--- Start Data for this exercise ---
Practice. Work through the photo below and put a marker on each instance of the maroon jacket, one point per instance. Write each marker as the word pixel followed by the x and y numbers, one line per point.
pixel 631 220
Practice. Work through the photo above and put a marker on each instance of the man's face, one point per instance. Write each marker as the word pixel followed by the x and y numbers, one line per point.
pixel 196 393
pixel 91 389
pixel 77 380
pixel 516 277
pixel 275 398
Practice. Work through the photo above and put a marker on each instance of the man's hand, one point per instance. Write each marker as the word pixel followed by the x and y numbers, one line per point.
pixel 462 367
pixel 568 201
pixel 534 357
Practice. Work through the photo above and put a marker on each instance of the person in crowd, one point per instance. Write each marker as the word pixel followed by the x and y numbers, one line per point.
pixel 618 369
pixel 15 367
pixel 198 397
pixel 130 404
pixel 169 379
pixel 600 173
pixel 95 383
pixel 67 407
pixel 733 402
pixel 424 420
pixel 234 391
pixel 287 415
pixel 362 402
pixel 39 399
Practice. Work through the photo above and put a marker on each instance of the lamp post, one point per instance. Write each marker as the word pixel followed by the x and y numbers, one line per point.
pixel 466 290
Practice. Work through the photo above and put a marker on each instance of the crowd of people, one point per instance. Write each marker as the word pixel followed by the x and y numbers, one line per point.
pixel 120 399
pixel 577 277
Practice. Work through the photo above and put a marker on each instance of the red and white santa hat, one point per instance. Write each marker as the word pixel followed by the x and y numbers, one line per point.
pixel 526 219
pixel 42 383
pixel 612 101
--- End Data for this exercise ---
▸ Stated goal
Format all of the lines above as a JSON list of strings, one string per line, and leave out any blank lines.

▸ Written solution
[
  "Practice. Work through the photo below and put a marker on each instance of the maroon jacket, one point per instance. Write each marker as the word pixel followed by the x and y numbers, one line per point.",
  "pixel 631 220",
  "Practice. Work through the photo above and put a marker on each instance of the man's face, one point per instance. Write each marker as the word pixel followed by the x and y numbers, one line per point.",
  "pixel 196 393",
  "pixel 91 389",
  "pixel 77 380",
  "pixel 516 277",
  "pixel 275 398",
  "Practice. Work through the photo above and put a marker on each instance of the man's hand, one point per instance. Write each marker as the word pixel followed by the x and y numbers, one line per point.",
  "pixel 462 367",
  "pixel 568 201",
  "pixel 534 357",
  "Practice. Work through the photo above and put a marker on each instance of the person in crowd, one point per instance. Write each marker as the word pixel followed by the x and y numbers, one line per point.",
  "pixel 618 369",
  "pixel 15 367",
  "pixel 198 397",
  "pixel 130 404",
  "pixel 169 379",
  "pixel 600 173",
  "pixel 95 383",
  "pixel 67 407",
  "pixel 733 402",
  "pixel 424 420",
  "pixel 234 391",
  "pixel 287 415",
  "pixel 362 402",
  "pixel 39 399",
  "Practice. Work through the photo above and put a marker on each instance of the lamp post, one point per instance. Write each marker as the word pixel followed by the x and y numbers, one line per point.",
  "pixel 466 290",
  "Practice. Work through the photo above and put a marker on each instance of the crowd of people, one point per instance. Write each marker as the word pixel followed by the x and y numbers, one line per point.",
  "pixel 120 399",
  "pixel 577 277",
  "Practice. Work through the photo above and put a marker on each instance of the red and white santa hat, one point per instance. Write each marker as the word pixel followed by the x and y numbers, one line per point.",
  "pixel 526 219",
  "pixel 42 383",
  "pixel 612 101"
]